* DATASET CONTENT

** BEGIN **

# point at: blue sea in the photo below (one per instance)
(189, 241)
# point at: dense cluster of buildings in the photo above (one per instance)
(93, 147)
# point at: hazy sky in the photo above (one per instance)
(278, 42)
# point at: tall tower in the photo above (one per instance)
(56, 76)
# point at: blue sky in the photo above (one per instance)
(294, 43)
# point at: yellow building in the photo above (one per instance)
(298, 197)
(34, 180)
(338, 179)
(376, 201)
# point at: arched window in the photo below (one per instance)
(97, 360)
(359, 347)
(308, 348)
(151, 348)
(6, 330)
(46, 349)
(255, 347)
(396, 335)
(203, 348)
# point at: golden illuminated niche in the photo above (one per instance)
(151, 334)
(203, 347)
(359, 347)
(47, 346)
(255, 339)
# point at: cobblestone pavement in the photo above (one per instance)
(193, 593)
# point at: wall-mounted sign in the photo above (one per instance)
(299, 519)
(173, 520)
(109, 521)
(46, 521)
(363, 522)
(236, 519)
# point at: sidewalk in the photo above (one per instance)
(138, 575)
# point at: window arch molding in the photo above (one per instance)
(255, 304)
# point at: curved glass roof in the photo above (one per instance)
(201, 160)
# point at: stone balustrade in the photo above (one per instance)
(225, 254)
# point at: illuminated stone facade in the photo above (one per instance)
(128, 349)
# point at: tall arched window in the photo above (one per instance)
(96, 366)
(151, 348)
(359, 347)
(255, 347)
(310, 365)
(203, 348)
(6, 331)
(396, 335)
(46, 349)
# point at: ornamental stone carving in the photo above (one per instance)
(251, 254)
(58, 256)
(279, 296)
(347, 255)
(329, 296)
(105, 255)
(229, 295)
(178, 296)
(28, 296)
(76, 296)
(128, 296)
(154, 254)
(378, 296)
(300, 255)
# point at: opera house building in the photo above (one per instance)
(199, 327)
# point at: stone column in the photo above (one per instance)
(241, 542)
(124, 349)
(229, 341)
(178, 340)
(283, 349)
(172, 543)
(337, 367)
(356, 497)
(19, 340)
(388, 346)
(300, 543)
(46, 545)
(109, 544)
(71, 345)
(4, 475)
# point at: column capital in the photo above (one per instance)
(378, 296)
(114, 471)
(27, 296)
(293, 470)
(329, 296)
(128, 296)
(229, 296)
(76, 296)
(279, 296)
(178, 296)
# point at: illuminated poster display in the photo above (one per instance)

** END **

* SET PROBLEM
Write out every record, exactly as written.

* THE SOLUTION
# point at: blue sea in the photo below (one per instance)
(189, 241)
# point at: dense cluster of buildings in the photo above (one per instance)
(93, 147)
# point at: hazy sky in the photo above (one per instance)
(278, 42)
# point at: tall tower in the photo above (one per instance)
(56, 76)
# point at: blue sky in the photo above (one per instance)
(294, 43)
# point at: yellow building in the photo above (one per instance)
(298, 197)
(34, 180)
(338, 179)
(376, 201)
# point at: arched window in the photo below (one per instance)
(97, 360)
(359, 347)
(308, 348)
(151, 348)
(6, 330)
(46, 349)
(255, 347)
(396, 335)
(203, 348)
# point at: golden illuminated niche in the photo above (one per instance)
(151, 334)
(203, 347)
(359, 347)
(47, 346)
(255, 339)
# point at: cobblestone pavement in the photo above (one per instance)
(193, 593)
# point at: wall-mounted sign in the photo above (one per instance)
(299, 519)
(173, 520)
(109, 521)
(46, 521)
(363, 522)
(236, 519)
# point at: sidewalk in the photo above (one per instance)
(138, 575)
# point at: window arch molding in the photo above (one per instance)
(255, 304)
# point at: curved glass roof in the photo above (one per instance)
(201, 160)
# point at: stone balustrade in the photo above (one per instance)
(225, 254)
# point at: illuminated stone facade in the photo above (one per instance)
(128, 349)
# point at: tall arched window in the photo above (one per instance)
(96, 366)
(151, 348)
(359, 347)
(255, 347)
(310, 365)
(203, 348)
(6, 331)
(396, 335)
(46, 349)
# point at: ornamental stone carving in the photo above (one per instance)
(251, 254)
(58, 256)
(279, 296)
(347, 255)
(329, 296)
(105, 255)
(229, 295)
(178, 296)
(28, 296)
(76, 296)
(128, 296)
(154, 254)
(378, 296)
(300, 255)
# point at: opera house building in the photo above (one per instance)
(199, 327)
# point at: stone column in the photo above (one per instance)
(241, 542)
(124, 349)
(229, 341)
(178, 340)
(283, 349)
(172, 543)
(337, 367)
(356, 497)
(19, 340)
(388, 346)
(300, 543)
(46, 545)
(109, 544)
(71, 345)
(4, 475)
# point at: column capital in the photo above (one per instance)
(378, 296)
(114, 471)
(27, 296)
(293, 470)
(329, 296)
(128, 296)
(229, 296)
(76, 296)
(279, 296)
(178, 296)
# point at: illuminated poster display in the photo above (one per instance)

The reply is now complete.